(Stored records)
'''
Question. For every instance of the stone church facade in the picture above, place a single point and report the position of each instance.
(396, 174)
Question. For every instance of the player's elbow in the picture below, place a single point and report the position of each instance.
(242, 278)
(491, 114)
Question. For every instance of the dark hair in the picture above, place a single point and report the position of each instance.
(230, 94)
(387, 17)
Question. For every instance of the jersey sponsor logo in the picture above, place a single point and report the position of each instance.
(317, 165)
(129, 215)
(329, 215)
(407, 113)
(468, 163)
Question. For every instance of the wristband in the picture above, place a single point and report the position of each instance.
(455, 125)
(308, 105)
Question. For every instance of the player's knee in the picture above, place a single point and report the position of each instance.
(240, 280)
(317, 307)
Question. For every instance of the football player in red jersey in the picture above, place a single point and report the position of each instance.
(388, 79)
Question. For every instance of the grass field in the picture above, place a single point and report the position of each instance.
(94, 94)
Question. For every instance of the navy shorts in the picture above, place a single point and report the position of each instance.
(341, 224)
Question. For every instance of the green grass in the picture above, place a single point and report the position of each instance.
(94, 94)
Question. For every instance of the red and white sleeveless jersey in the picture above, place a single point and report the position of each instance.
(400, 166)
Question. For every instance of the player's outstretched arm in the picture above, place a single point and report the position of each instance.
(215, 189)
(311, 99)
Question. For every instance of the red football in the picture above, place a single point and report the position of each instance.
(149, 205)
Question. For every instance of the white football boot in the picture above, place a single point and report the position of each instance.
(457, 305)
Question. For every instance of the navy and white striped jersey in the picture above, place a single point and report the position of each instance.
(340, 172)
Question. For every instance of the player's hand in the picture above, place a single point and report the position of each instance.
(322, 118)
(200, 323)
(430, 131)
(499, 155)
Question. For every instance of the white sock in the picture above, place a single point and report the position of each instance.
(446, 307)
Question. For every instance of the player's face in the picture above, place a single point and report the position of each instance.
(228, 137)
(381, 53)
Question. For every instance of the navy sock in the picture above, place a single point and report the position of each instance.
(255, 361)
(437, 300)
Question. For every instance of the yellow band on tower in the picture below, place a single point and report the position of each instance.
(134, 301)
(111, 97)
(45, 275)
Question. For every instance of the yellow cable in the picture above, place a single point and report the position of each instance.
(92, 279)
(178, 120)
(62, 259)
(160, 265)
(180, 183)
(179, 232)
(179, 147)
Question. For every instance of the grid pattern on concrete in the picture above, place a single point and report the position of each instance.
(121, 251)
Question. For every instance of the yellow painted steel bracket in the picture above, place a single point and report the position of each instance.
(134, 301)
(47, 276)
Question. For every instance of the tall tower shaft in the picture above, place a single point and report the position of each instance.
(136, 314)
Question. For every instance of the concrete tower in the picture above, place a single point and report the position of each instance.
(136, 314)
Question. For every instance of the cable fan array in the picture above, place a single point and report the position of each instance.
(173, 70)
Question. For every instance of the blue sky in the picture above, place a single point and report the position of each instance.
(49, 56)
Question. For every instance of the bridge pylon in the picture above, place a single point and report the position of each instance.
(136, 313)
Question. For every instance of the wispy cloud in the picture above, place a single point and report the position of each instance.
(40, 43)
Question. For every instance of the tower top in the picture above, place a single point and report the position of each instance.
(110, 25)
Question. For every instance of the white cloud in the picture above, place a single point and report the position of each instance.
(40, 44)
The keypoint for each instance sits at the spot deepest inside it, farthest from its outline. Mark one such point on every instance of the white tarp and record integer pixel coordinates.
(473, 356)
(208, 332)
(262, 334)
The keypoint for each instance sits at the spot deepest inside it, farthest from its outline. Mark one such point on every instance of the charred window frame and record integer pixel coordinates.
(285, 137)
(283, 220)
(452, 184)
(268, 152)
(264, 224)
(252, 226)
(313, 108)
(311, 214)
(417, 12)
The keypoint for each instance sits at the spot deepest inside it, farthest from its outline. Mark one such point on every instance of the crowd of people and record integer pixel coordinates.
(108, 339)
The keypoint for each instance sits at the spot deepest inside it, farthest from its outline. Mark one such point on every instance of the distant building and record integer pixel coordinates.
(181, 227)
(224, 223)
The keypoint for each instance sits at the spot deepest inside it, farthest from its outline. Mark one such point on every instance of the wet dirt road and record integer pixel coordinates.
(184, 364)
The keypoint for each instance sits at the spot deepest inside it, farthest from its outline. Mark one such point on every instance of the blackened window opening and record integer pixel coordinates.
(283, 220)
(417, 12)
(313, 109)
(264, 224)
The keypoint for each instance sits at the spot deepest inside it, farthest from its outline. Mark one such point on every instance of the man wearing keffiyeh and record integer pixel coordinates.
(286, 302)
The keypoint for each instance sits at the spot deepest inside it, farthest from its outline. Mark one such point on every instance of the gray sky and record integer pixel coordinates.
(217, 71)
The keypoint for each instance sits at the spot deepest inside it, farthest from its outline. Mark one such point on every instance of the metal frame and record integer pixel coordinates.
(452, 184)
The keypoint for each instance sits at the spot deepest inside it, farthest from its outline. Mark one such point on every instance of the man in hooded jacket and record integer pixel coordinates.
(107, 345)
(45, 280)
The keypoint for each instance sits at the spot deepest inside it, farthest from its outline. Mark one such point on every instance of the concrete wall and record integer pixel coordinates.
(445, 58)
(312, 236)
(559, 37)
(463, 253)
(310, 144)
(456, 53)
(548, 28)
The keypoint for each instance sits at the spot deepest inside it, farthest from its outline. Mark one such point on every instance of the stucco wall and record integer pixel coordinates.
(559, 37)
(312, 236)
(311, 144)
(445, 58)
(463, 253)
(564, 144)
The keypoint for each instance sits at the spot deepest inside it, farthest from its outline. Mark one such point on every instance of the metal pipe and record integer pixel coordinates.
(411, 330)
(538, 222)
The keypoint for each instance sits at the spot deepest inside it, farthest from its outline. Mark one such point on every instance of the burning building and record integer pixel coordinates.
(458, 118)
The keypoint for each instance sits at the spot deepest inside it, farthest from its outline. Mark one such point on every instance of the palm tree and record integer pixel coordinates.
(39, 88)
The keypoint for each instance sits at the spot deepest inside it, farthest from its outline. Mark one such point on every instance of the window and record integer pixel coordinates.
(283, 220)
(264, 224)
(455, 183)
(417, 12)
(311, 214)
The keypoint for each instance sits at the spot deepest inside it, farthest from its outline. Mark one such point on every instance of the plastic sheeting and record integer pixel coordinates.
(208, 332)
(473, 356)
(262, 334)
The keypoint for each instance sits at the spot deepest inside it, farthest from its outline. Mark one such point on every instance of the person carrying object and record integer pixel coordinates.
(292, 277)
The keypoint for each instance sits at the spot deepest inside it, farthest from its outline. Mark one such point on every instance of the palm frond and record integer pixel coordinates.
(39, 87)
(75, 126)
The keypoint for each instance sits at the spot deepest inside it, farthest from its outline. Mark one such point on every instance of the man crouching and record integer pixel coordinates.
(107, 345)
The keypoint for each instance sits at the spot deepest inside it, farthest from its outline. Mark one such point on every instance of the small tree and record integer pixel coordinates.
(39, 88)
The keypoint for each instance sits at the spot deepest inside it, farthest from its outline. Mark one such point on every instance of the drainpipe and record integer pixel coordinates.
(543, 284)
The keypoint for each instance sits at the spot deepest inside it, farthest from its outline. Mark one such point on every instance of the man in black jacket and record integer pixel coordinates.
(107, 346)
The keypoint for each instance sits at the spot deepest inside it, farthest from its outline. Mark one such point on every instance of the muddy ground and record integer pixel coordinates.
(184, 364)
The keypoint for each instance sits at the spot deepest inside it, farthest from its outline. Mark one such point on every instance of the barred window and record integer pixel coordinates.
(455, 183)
'''
> **Your assignment**
Output every entry exactly as given.

> **Solution to the exercise**
Question. For every instance of the stone church facade in the picture above, place a single point and report the position of each instance.
(396, 174)
Question. For every instance of the player's elbow in the picture below, place a single point and report the position of each instance.
(242, 278)
(491, 114)
Question. For every instance of the dark hair in the picture above, place a single point and report the position of each instance.
(230, 94)
(387, 17)
Question. For every instance of the jersey sponsor logo in the picture above, place a single point and report the position of each instance.
(317, 165)
(129, 215)
(329, 215)
(407, 113)
(468, 163)
Question. For every instance of the wristband in the picture above, place a single point and report the position of each instance.
(455, 125)
(308, 105)
Question. For every instance of the player's knee in the picture above, place a single point and report the position of each instance.
(240, 280)
(317, 307)
Question. For every instance of the football player in red jersey in the picture above, place a single point and report the position of each instance.
(388, 79)
Question. For every instance of the grass field in the picture above, place a single point and report the position of each instance.
(94, 94)
Question. For every instance of the navy shorts in the picture above, place a single point and report the position of each instance.
(341, 224)
Question. For every instance of the green grass in the picture above, place a single point and report the position of each instance.
(94, 94)
Question. For every instance of the red and white sleeveless jersey in the picture above, place a single point and report the position of each instance.
(400, 166)
Question. For every instance of the player's outstretched arm in the picture above, place a single point and report the position of each instance.
(215, 189)
(311, 99)
Question. For every instance of the red football in the picture above, place a single point and report the position of each instance.
(149, 205)
Question. For every instance of the white football boot in the picture above, place a single point and report the position of each instance.
(457, 305)
Question. For every instance of the navy and white striped jersey in the picture above, place a single point and report the position of each instance.
(340, 172)
Question. For every instance of the player's hand in the picture above, place a single point and report the position of each instance.
(322, 118)
(200, 323)
(430, 131)
(499, 155)
Question. For every instance of the white sock in the picture above, place a single point and report the position of each instance.
(446, 307)
Question. For every instance of the player's face in the picture above, place a single point and report the position of each instance.
(228, 137)
(381, 53)
Question. For every instance of the navy sock in the picture above, place a single point and report the position of each instance.
(255, 361)
(437, 300)
Question. For every instance of the yellow band on tower in the picture below, place a single point and report the position of each instance.
(134, 301)
(111, 97)
(45, 275)
Question. For every instance of the yellow cable in the picture above, place a single point and report the position of each instance.
(92, 279)
(178, 120)
(62, 259)
(160, 265)
(180, 183)
(179, 232)
(179, 147)
Question. For every instance of the grid pattern on concrete in the picture above, place a single point and report the position of each instance.
(121, 251)
Question. For every instance of the yellow painted steel bracket in the picture above, place a single point and report the position of each instance.
(134, 301)
(47, 276)
Question. For every instance of the tall tower shaft in the picture above, place a single point and report the position of each instance.
(136, 314)
Question. For every instance of the concrete tower in the picture above, place a single point and report the position of each instance.
(136, 314)
Question. For every instance of the cable fan array in the picture above, place a single point and report the position of each instance.
(173, 70)
Question. For every instance of the blue sky in the picture above, place a single point and report the position of each instance.
(49, 56)
Question. For every instance of the bridge pylon in the picture above, place a single point and report the position of each instance.
(136, 313)
Question. For every instance of the wispy cloud in the picture above, place a single point and report the position of each instance.
(40, 43)
Question. For every instance of the tower top in the picture above, place a single point and report the position of each instance.
(110, 25)
Question. For every instance of the white cloud in the picture above, place a single point and report the position of each instance.
(40, 44)
The keypoint for each instance sits at the spot deepest inside it, farthest from its outline. Mark one such point on every instance of the white tarp and record integer pixel coordinates.
(473, 356)
(208, 332)
(262, 334)
The keypoint for each instance sits at the spot deepest inside it, farthest from its outline. Mark one such point on every instance of the charred window frame and record integer pixel coordinates.
(285, 137)
(283, 220)
(452, 184)
(268, 152)
(264, 224)
(252, 226)
(313, 108)
(311, 214)
(417, 12)
The keypoint for each instance sits at the spot deepest inside it, farthest from its outline. Mark one such point on every instance of the crowd of people and record integer pixel coordinates.
(108, 339)
The keypoint for each instance sits at the spot deepest inside it, farthest from its outline. Mark one such point on every instance of the distant building and record integer pixel coordinates.
(181, 227)
(224, 223)
The keypoint for each instance sits at the spot deepest inside it, farthest from its outline. Mark one such point on every instance of the wet dirt road and record integer pixel coordinates.
(184, 364)
The keypoint for each instance sits at the spot deepest inside it, farthest from its outline. Mark one such point on every instance of the blackened window opening and record integer pixel coordinates.
(283, 220)
(417, 12)
(313, 109)
(264, 224)
The keypoint for each instance sits at the spot deepest inside it, farthest from its outline. Mark one such point on every instance of the man wearing keffiyeh and record integer pixel coordinates.
(286, 302)
The keypoint for each instance sits at the spot deepest inside it, farthest from its outline. Mark one such point on every instance of the gray sky and record integer pixel coordinates.
(217, 71)
The keypoint for each instance sits at the spot deepest inside it, farthest from its outline. Mark one such point on every instance of the metal frame and record integer pixel coordinates.
(452, 184)
The keypoint for each instance sits at the spot deepest inside it, farthest from its outline. Mark one such point on every instance of the man in hooded jacket and record integer pixel coordinates.
(107, 345)
(45, 280)
The keypoint for each instance sits at the spot deepest inside it, farthest from its outline. Mark one such point on every instance of the concrete wall and record integer pixel coordinates.
(445, 58)
(312, 236)
(559, 37)
(463, 253)
(310, 144)
(456, 53)
(548, 28)
The keypoint for each instance sits at the spot deepest inside it, farthest from its outline. Mark one such point on every instance of the stucco wall and record integer pixel coordinates.
(559, 37)
(312, 236)
(311, 144)
(445, 58)
(463, 253)
(564, 144)
The keypoint for each instance sits at the spot deepest inside it, farthest from its outline. Mark one such point on every instance of the metal pipe and record integer pixel coordinates.
(411, 330)
(538, 222)
The keypoint for each instance sits at the spot deepest inside it, farthest from its outline. Mark one such point on every instance of the burning building and record integer pixel coordinates.
(458, 118)
The keypoint for each instance sits at the spot deepest inside it, farthest from its outline. Mark one such point on every instance of the palm tree and record integer pixel coordinates.
(39, 88)
The keypoint for each instance sits at the spot deepest inside it, farthest from its outline. Mark one such point on every instance of the window and record integer pixel coordinates.
(283, 220)
(264, 224)
(455, 183)
(417, 12)
(311, 214)
The keypoint for each instance sits at the spot deepest inside it, farthest from its outline. Mark one such point on every instance of the plastic sheeting and record integer pixel coordinates.
(208, 332)
(473, 356)
(262, 334)
The keypoint for each instance sits at the spot deepest inside it, farthest from its outline. Mark one such point on every instance of the person carrying object and record integer pixel coordinates.
(292, 277)
The keypoint for each instance sits at the spot deepest inside it, farthest from its outline. Mark one such point on every instance of the palm frond and record integer pixel coordinates.
(39, 87)
(75, 126)
The keypoint for each instance sits at the spot deepest inside it, farthest from its outline. Mark one such point on every instance of the man crouching and record integer pixel coordinates.
(107, 345)
The keypoint for each instance sits at the spot deepest inside it, farthest from its outline. Mark one such point on every instance of the small tree and record integer pixel coordinates.
(39, 88)
The keypoint for each instance sits at the spot deepest inside it, farthest from its outline. Mark one such point on every instance of the drainpipe and record integer pixel coordinates.
(543, 284)
The keypoint for each instance sits at the spot deepest inside it, farthest from its outline. Mark one such point on every instance of the man in black jacket and record integer pixel coordinates.
(107, 346)
The keypoint for each instance sits at the spot deepest inside it, farthest from its outline. Mark one such point on every instance of the muddy ground and record integer pixel coordinates.
(184, 364)
The keypoint for each instance sits at the spot deepest inside it, farthest from its outline. Mark one such point on every instance of the barred window and record integer pixel coordinates.
(455, 183)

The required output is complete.